------ DATA RECORDS

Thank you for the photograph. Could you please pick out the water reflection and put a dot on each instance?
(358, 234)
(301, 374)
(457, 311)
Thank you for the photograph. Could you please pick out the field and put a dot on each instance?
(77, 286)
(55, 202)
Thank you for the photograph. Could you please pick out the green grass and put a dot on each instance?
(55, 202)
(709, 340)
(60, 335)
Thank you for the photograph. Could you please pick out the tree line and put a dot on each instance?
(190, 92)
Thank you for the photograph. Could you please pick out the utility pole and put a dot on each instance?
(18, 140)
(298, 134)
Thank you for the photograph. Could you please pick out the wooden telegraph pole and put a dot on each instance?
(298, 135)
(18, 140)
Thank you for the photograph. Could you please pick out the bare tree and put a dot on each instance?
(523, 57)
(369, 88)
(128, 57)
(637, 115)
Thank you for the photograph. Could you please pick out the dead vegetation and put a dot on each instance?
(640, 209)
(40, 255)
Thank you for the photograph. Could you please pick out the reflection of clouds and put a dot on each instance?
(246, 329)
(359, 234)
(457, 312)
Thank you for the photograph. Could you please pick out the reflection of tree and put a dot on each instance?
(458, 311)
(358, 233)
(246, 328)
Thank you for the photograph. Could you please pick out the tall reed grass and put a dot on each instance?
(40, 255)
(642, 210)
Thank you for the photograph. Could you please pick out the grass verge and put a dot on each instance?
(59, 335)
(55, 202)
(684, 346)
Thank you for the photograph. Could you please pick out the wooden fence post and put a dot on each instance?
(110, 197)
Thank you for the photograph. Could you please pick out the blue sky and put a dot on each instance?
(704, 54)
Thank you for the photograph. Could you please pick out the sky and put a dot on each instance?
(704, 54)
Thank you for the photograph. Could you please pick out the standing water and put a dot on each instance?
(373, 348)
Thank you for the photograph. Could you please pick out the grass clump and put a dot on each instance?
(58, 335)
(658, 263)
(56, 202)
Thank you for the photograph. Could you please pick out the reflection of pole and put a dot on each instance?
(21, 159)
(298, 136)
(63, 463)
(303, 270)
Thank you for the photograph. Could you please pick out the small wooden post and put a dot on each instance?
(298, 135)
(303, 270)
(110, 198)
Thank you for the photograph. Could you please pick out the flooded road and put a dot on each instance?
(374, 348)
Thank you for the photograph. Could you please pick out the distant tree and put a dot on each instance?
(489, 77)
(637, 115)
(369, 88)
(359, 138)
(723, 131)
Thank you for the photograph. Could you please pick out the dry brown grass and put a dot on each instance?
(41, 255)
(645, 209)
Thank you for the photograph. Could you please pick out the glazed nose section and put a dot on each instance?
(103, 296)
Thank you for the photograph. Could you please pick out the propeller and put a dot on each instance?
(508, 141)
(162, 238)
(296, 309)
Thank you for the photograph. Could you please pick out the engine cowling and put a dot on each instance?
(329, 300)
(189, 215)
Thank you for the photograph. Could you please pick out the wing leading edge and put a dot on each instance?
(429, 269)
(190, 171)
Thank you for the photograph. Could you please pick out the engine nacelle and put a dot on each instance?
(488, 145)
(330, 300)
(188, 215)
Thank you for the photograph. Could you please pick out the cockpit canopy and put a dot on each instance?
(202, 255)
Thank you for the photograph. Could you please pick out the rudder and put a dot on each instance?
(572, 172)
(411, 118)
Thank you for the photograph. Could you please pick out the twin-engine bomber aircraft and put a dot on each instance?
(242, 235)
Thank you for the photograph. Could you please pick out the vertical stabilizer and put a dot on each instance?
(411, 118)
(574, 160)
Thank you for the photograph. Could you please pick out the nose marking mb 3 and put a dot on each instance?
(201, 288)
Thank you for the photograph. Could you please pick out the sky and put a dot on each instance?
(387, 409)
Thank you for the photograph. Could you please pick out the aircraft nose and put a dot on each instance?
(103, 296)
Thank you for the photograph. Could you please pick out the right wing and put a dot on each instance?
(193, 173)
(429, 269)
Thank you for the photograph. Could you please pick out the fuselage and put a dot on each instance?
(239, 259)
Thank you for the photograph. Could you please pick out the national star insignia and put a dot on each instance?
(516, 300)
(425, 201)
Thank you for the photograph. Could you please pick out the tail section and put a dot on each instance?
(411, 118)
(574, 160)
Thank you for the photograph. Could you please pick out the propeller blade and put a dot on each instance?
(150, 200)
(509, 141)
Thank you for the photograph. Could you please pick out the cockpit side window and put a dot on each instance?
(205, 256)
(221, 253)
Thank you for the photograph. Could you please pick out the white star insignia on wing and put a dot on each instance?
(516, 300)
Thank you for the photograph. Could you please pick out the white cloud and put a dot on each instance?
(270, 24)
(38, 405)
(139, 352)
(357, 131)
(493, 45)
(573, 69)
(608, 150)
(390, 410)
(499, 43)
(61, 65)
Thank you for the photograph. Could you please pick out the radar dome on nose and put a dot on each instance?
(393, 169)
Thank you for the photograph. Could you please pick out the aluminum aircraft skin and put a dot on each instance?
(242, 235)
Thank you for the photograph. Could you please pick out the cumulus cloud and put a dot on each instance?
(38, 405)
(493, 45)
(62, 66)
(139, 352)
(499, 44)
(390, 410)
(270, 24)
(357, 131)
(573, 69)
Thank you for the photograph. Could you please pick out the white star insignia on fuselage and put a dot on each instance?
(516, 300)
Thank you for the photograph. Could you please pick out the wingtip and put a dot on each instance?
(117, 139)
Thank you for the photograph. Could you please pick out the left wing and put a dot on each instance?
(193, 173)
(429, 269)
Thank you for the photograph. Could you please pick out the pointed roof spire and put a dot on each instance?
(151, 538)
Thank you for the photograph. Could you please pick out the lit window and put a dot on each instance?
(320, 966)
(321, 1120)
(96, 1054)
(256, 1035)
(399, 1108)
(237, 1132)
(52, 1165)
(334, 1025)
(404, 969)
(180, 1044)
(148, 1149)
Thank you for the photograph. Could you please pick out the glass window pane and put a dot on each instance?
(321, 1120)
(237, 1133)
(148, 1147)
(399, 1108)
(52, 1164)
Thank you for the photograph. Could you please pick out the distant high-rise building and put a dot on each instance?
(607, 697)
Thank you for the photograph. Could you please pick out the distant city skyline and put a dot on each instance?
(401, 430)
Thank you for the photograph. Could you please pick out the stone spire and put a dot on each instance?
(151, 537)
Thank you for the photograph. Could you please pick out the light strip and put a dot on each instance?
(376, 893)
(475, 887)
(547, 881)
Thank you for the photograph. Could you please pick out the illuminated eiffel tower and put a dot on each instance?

------------

◆ WHAT THIS TASK INVOLVES ◆
Repeat all of the entries exactly.

◆ EXERCISE SOLUTION ◆
Thank you for the photograph. Could you please pick out the water reflection and put a dot on each instance?
(358, 234)
(301, 374)
(457, 311)
Thank you for the photograph. Could you please pick out the field and put a dot on each instance?
(77, 286)
(55, 202)
Thank you for the photograph. Could you please pick out the green grass and put a dot on each instance?
(55, 202)
(709, 340)
(60, 335)
Thank you for the photograph. Could you please pick out the tree line and put a dot on each instance?
(190, 92)
Thank you for the photograph. Could you please pick out the utility pole and put a dot on each instance?
(18, 140)
(298, 134)
Thank you for the photograph. Could you please pick out the wooden telegraph pole and put a dot on each instance?
(298, 135)
(18, 140)
Thank you for the photograph. Could you please pick out the bare tree and put a dot on each instance?
(523, 57)
(369, 88)
(128, 57)
(637, 115)
Thank you for the photograph. Could you please pick out the dead vegetation and put a dot on each instance?
(640, 209)
(40, 255)
Thank you for the photograph. Could you please pick out the reflection of clouds and put a dot on each instance?
(246, 329)
(359, 234)
(457, 312)
Thank you for the photograph. Could you please pick out the reflection of tree and put a dot on each instance?
(458, 311)
(358, 233)
(246, 328)
Thank you for the photograph. Could you please pick out the tall reed grass and put a dot on each instance?
(40, 255)
(642, 210)
Thank you for the photograph. Could you please pick out the grass verge and put a dot on each instance?
(59, 335)
(55, 202)
(684, 346)
Thank you for the photograph. Could you please pick out the wooden fence post and put a dot on each instance?
(110, 197)
Thank you for the photograph. Could you please pick out the blue sky and put a dot on each instance?
(704, 54)
Thank you for the photograph. Could you please pick out the sky and put a dot on each instance?
(704, 54)
Thank you for the photograph. Could you please pick out the standing water and put a dot on each instance?
(373, 348)
Thank you for the photograph. Could you please pick out the grass clump and put a dot on each instance?
(58, 335)
(658, 263)
(56, 202)
Thank you for the photograph. Could you please pick out the reflection of pole and put a dot on each instance?
(21, 159)
(298, 136)
(63, 463)
(303, 270)
Thank you for the photograph. Could you please pick out the small wooden post and put a dot on each instance?
(298, 135)
(303, 270)
(110, 198)
Thank you for the photograph. Could you please pick out the flooded road and put a dot on each instance?
(374, 348)
Thank you for the photograph. Could you please pick out the distant tree and put a dot on each instance?
(489, 77)
(637, 115)
(369, 88)
(359, 138)
(723, 131)
Thank you for the photograph. Could you please pick out the dry brown grass and put a dot on each instance?
(41, 255)
(645, 209)
Thank you for the photograph. Could you please pick out the glazed nose section and put a dot on each instance?
(103, 296)
Thank you for the photograph. Could you please pick out the propeller and put a dot on each instance?
(508, 141)
(162, 238)
(296, 309)
Thank you for the photograph. Could you please pick out the engine cowling and put a dot on each instance?
(329, 300)
(189, 215)
Thank you for the photograph. Could you please pick out the wing leading edge and put a dot on each instance?
(429, 269)
(190, 171)
Thank you for the photograph. Could you please pick out the engine nacelle and put a dot on each instance?
(488, 145)
(330, 300)
(188, 215)
Thank you for the photograph. Could you please pick out the cockpit canopy and put a dot on each instance?
(202, 255)
Thank you for the photograph. Could you please pick out the rudder and put a dot on each instance?
(572, 172)
(411, 118)
Thank you for the photograph. Could you please pick out the twin-engine bomber aircraft and put a dot on each instance?
(242, 235)
Thank you for the photograph. Could you please pick out the vertical stabilizer and put a dot on each instance?
(411, 118)
(574, 160)
Thank you for the photograph. Could you please pick out the nose marking mb 3 and put a dot on each instance?
(201, 288)
Thank you for the photograph. Could you please pick out the sky and put a dot on each instance?
(387, 409)
Thank you for the photograph. Could you please pick out the aircraft nose and put a dot on each instance?
(103, 296)
Thank you for the photograph. Could you please pick out the right wing and put a dot on each instance?
(193, 173)
(429, 269)
Thank you for the photograph. Could you please pick out the fuselage and put a dot on each instance?
(239, 259)
Thank you for the photograph. Could you please pick out the national star insignia and put a dot on each instance?
(516, 300)
(425, 201)
Thank you for the photograph. Could you please pick out the tail section and put a dot on each instance?
(411, 118)
(574, 160)
Thank you for the photograph. Could you please pick out the propeller blade and put a dot on each instance?
(150, 200)
(509, 141)
Thank you for the photograph. Could you please pick out the cockpit side window and put a dot on each instance?
(205, 256)
(221, 253)
Thank you for the photograph. Could you please pick out the white star insignia on wing and put a dot on each instance?
(516, 300)
Thank you for the photograph. Could you please pick out the white cloud and put a dot on each instance?
(270, 24)
(38, 405)
(139, 352)
(357, 131)
(493, 45)
(573, 69)
(608, 150)
(390, 410)
(499, 43)
(61, 65)
Thank you for the photograph. Could you please pick out the radar dome on nose and put a dot on each instance?
(393, 169)
Thank you for the photograph. Could you please pick out the aluminum aircraft skin and put a dot on each instance?
(242, 235)
Thank you for the photograph. Could you please pick out the cumulus cloud and put a dot on each instance?
(38, 405)
(493, 45)
(62, 66)
(139, 352)
(499, 44)
(390, 410)
(270, 24)
(357, 131)
(573, 69)
Thank you for the photograph. Could you please pick out the white star insignia on fuselage and put a dot on each instance?
(516, 300)
Thank you for the photograph. Could you please pick out the wingtip and put a dot on each instance?
(117, 139)
Thank you for the photograph. Could you please pick out the left wing and put a dot on each instance?
(193, 173)
(429, 269)
Thank you for the photograph. Could you please pick out the pointed roof spire and put a dot on each instance?
(151, 538)
Thank you for the photograph. Could you please pick out the lit window and put a dot on each instance?
(320, 966)
(321, 1120)
(96, 1054)
(256, 1035)
(399, 1108)
(237, 1132)
(52, 1165)
(334, 1025)
(404, 969)
(180, 1044)
(148, 1149)
Thank you for the photograph. Could you please pick out the glass window pane and put a dot on each instance?
(321, 1120)
(237, 1133)
(148, 1147)
(399, 1108)
(52, 1164)
Thank you for the photograph. Could you please pick out the distant high-rise building and put a dot on each instance?
(607, 697)
Thank you for the photograph. Could you please pick out the distant city skyline and put a dot on each instance?
(401, 430)
Thank you for the photograph. Could you please pick out the stone spire and put a dot on each instance?
(151, 537)
Thank you for the photograph. Could you please pick out the light strip and put a dot on each instance?
(376, 893)
(475, 887)
(547, 881)
Thank you for the photograph. Could you please pick out the illuminated eiffel tower and put a dot on each instance?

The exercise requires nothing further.